[Prompt 1]: In the passage on sovereign immunity below, turn the paragraph beginning "Perhaps, that mischief of indignity" into a short list that keeps its main facts.

[Extracted text]:
────────────────────

The point of it is this. The rule that recognizes immunity for sovereign states from the jurisdiction of one another was driven only by the basic mischief which the rule was devised to overcome. That mischief is the concern that one state (the forum state), by exercising jurisdiction over the sovereign head of another state is seen to be exercising hegemony over the second state, hence negating the principle of equality between the two states, described in 1812, in the Schooner Exchange, as that “perfect equality and absolute independence of sovereigns.” (See The Schooner Exchange v McFaddon, 11 US 116 (1812) at p 137 US Supreme Court).) That mischief was expressed in the terms that “[o]ne sovereign being in no respect amenable to another, and being bound by obligations of the highest character not to degrade the dignity of his nation by placing himself or its sovereign rights within the jurisdiction of another [sovereign] ….”

Perhaps, that mischief of indignity will be seen in greater relief in the light of two further considerations at play in 1812 when the rule of immunity was articulated: (1) the forum state whose court would have been exercising jurisdiction over the sovereign head of another state was only doing so to satisfy the requirements of its own domestic laws that would be applied in the judicial proceedings in question; and, (2) the sovereign head of the forum state was invariably immune from the jurisdiction of his or her own courts, thus radically engaging the asymmetry of subjecting the foreign sovereign to the jurisdiction of the forum court.

────────────────────

[Records for this task]:
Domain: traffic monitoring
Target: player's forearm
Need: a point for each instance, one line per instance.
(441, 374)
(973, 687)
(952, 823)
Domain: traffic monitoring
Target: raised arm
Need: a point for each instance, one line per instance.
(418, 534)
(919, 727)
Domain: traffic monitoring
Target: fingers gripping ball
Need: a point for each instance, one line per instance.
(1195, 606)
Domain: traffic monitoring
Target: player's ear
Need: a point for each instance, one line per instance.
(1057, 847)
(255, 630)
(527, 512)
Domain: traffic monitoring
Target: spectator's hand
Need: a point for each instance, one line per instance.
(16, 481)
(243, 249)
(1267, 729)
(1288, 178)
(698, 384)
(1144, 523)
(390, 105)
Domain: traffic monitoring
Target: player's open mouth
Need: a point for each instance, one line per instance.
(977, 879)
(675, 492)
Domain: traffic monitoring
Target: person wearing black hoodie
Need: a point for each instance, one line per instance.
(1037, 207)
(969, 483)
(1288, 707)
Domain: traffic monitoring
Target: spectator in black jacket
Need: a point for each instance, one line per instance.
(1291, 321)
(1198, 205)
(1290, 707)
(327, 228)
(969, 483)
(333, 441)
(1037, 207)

────────────────────

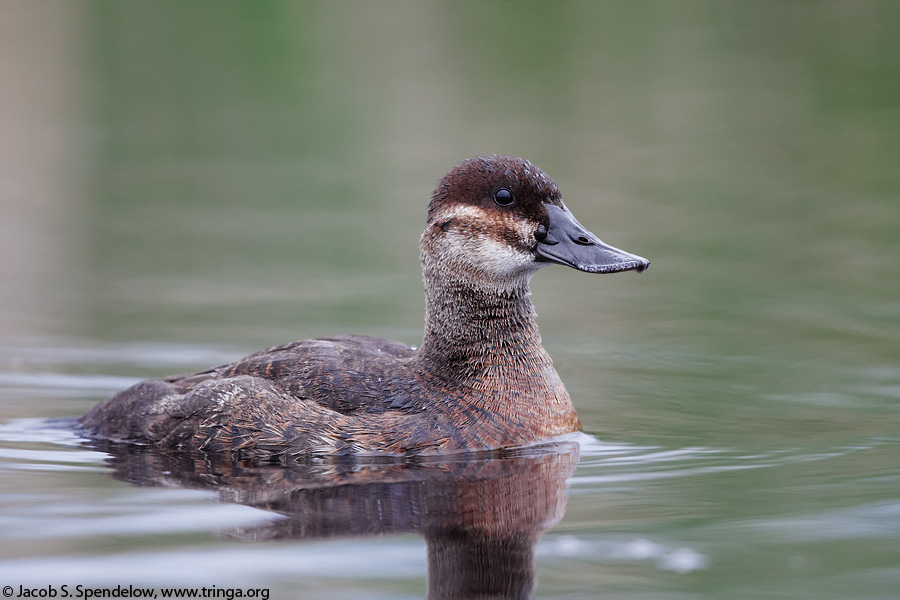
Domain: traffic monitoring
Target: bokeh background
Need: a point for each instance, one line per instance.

────────────────────

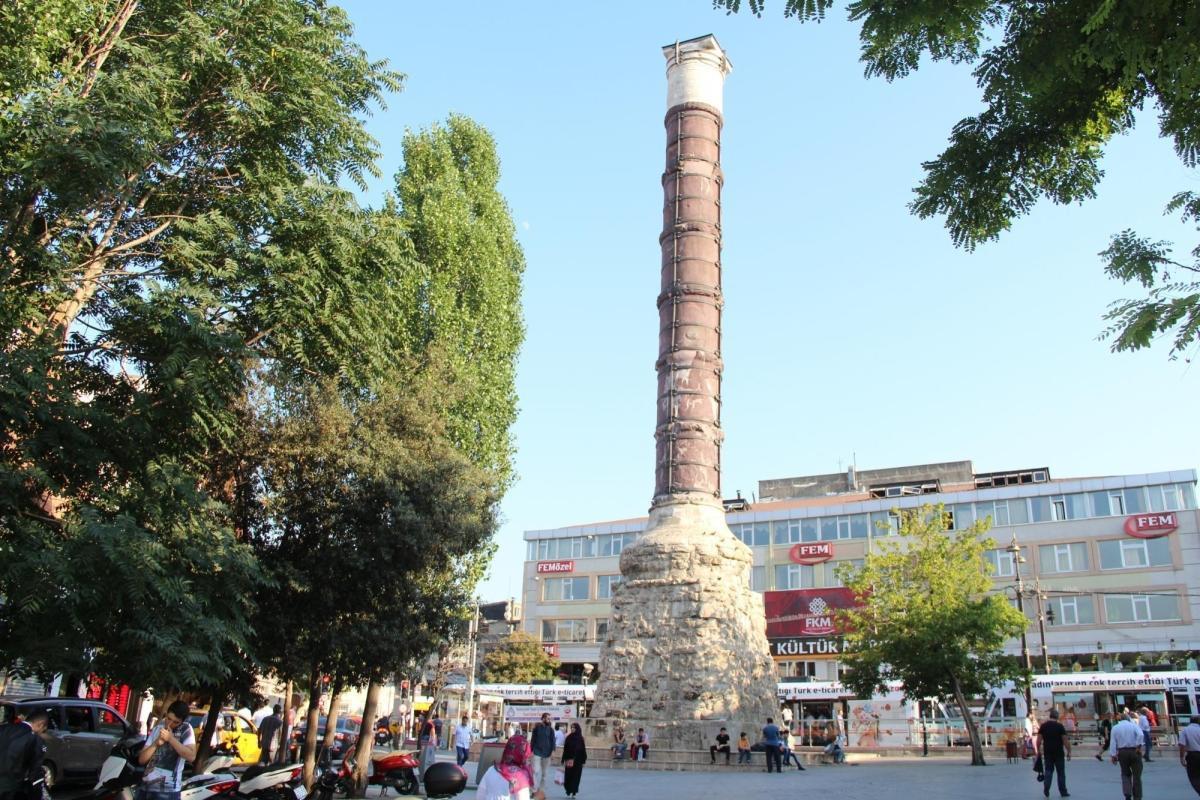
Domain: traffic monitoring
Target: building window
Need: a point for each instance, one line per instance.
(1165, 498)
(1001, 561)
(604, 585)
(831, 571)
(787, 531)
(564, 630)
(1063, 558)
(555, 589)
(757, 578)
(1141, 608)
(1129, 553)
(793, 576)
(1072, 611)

────────────────────

[Prompt 2]: How many lines of the records above contain the word "black"? Reply with the number only.

[Response 1]:
Two considerations present in 1812, when the immunity rule was articulated, show the mischief of indignity more clearly:
- The forum state's court would exercise jurisdiction over another state's sovereign head only to satisfy the requirements of its own domestic laws applied in the proceedings.
- The forum state's own sovereign head was invariably immune from the jurisdiction of his or her own courts, which made subjecting the foreign sovereign to the forum court sharply asymmetric.

[Response 2]: 2